# [EXERCISE DESCRIPTION]
Answer these questions from the recognition slides below:
1. What title was Roberto Heredia selected for?
2. For what prize was Jerry Thompson's book nominated?
3. What overall place did the DustySWARM team earn in the second NASA Swarmathon?

# [QUOTED TEXT]
Faculty Recognition (SLIDE 6)

Our Faculty members continue to have a regional, national and international impact. 

 

  • Roberto Heredia was selected as Regent’s Professor. He is one of four current Regent’s Professors on campus and one of only eight selected in the past 47 years.

 

  • Jerry Thompson’s book Tejano Tiger: José de los Santos Benavides and the Texas-México Borderlands, 1823-1891 was nominated for a Pulitzer Prize.

 

  • Jackie and Milton Mayfield were selected to be co-editors of the International Journal of Business Communication, a prestigious journal in Business Communication.

 

  • Stephen Meardon was invited to testify before the U.S. Trade Representative on the impact of NAFTA on the Border Region.

 

Student Recognition (Slide 7)

Our students have excelled also:

  • The DustySWARM team placed sixth overall in the second NASA Swarmathon: 3rdin technical report and 2nd High School Swarmathon Competition. Congratulations to Tarik Tashtoush and the students.

# [RECORD LIST]
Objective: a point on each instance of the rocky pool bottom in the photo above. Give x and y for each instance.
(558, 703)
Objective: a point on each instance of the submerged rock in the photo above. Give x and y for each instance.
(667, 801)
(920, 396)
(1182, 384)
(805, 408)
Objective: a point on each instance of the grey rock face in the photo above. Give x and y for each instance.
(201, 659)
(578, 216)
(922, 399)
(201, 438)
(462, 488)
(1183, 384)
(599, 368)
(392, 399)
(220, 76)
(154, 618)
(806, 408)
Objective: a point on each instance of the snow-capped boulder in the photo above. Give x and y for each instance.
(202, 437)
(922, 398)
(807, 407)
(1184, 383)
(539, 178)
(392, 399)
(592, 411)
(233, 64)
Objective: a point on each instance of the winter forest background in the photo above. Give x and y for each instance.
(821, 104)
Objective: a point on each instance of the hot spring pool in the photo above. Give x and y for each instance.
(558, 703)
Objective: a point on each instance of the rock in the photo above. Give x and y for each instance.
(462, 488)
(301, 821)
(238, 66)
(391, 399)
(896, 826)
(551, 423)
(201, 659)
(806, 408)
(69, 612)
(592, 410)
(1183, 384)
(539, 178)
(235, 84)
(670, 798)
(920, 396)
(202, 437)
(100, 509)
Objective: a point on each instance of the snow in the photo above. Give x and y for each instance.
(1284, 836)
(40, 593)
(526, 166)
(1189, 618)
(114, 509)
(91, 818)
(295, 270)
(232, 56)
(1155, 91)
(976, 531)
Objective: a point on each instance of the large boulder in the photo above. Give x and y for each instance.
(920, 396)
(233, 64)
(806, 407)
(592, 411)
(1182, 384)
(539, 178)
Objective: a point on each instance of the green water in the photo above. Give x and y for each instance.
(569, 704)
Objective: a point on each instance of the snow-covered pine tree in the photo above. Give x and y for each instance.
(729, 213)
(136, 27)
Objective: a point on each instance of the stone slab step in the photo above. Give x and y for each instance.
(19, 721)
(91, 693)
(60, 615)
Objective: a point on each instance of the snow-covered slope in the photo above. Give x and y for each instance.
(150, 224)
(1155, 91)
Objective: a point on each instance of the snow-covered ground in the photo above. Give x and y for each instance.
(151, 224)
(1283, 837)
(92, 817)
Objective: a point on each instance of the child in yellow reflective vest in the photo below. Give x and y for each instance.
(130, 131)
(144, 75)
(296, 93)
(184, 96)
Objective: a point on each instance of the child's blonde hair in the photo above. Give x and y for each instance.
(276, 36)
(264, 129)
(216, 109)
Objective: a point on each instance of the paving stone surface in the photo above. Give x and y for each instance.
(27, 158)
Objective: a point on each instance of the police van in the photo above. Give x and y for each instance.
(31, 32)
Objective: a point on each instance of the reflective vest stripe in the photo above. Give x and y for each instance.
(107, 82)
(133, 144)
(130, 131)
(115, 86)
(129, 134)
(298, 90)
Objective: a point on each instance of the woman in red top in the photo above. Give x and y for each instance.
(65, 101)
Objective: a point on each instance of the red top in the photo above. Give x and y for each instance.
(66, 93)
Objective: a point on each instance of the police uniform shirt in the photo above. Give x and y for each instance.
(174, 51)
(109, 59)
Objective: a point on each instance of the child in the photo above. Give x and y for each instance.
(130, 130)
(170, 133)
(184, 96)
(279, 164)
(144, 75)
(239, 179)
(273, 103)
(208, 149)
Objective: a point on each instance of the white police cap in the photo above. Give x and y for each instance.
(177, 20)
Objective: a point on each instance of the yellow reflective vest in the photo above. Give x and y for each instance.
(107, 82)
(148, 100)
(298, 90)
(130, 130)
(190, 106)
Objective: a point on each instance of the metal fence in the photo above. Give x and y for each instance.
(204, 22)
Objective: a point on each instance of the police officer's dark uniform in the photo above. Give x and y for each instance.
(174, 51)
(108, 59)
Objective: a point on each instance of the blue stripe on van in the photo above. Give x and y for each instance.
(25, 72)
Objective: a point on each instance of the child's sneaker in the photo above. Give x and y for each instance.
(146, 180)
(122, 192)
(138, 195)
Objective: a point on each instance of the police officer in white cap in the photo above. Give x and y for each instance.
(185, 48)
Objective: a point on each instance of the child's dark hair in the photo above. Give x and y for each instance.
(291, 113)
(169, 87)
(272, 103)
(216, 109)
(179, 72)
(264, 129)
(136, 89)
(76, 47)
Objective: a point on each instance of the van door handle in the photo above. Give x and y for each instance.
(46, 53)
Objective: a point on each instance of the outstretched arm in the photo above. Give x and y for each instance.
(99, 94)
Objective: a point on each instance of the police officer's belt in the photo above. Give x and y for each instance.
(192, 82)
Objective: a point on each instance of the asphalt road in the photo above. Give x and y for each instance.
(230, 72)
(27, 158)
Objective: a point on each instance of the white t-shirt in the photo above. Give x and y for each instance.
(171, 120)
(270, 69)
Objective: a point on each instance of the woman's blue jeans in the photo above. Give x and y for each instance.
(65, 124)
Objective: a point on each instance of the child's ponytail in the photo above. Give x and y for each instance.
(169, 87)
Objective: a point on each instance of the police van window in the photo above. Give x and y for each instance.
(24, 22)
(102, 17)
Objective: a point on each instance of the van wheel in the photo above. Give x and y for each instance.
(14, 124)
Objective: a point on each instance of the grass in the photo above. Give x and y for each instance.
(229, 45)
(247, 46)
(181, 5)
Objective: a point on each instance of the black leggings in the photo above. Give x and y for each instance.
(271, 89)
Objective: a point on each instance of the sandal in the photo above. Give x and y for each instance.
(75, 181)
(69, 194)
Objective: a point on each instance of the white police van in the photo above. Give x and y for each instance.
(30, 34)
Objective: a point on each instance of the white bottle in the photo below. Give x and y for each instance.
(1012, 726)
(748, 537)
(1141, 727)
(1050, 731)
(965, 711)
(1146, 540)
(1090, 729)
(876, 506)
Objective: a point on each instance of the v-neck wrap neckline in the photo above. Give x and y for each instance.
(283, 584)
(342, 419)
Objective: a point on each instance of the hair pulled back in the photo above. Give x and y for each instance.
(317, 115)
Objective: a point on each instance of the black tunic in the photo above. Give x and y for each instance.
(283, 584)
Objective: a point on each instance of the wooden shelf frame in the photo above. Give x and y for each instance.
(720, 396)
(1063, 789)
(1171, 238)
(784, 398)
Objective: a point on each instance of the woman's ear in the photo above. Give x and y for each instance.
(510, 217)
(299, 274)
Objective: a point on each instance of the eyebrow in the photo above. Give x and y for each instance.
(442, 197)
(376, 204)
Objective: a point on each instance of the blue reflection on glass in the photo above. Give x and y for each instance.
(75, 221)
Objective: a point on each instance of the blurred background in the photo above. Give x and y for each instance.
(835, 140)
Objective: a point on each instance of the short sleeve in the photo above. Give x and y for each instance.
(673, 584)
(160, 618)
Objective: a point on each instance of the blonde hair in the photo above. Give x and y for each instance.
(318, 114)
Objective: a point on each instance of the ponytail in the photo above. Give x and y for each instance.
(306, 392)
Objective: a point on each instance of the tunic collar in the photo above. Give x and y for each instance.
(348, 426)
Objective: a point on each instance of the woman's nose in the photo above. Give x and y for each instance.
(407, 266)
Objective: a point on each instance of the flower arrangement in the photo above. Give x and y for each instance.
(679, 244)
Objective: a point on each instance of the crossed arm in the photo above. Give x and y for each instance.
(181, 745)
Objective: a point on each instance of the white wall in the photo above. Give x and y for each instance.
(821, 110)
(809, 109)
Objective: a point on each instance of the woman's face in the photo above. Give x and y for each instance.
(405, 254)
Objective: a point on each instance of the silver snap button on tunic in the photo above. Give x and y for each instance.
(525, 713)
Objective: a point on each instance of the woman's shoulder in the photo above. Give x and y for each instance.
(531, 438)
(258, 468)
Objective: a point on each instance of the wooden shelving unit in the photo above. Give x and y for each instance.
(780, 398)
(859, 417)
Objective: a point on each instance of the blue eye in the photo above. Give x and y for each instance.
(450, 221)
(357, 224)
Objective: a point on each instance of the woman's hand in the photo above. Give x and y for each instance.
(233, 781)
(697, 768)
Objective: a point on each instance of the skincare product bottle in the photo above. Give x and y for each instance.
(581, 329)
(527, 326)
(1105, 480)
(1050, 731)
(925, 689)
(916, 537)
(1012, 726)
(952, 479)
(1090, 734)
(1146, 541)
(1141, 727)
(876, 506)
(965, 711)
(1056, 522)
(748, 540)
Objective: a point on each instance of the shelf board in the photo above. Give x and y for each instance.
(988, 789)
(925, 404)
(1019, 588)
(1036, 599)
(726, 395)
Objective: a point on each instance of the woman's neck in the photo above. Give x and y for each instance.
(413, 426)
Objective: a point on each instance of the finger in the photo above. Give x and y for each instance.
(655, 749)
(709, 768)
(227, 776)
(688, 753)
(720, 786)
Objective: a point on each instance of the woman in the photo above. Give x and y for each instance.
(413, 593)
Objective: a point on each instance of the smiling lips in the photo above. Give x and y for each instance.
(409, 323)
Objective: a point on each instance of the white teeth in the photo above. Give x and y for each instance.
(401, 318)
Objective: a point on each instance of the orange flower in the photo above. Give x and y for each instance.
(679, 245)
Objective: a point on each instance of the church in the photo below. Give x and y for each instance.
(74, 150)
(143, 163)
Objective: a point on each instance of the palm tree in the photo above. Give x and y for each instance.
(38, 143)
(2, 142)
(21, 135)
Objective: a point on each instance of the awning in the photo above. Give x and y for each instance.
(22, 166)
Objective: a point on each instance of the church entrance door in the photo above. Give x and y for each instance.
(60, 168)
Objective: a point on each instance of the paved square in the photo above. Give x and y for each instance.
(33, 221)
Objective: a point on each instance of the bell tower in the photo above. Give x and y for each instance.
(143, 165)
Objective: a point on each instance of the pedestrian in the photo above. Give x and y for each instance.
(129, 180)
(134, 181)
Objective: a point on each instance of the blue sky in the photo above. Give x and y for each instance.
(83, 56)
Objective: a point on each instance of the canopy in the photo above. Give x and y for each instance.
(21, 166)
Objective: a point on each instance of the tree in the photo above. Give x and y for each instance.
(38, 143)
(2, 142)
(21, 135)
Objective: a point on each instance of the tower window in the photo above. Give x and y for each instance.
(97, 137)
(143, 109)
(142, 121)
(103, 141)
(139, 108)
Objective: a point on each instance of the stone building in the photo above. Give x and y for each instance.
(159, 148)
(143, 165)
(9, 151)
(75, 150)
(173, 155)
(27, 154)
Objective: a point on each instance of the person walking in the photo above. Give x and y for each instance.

# [FINISHED TASK]
1. Regent's Professor
2. A Pulitzer Prize
3. Sixth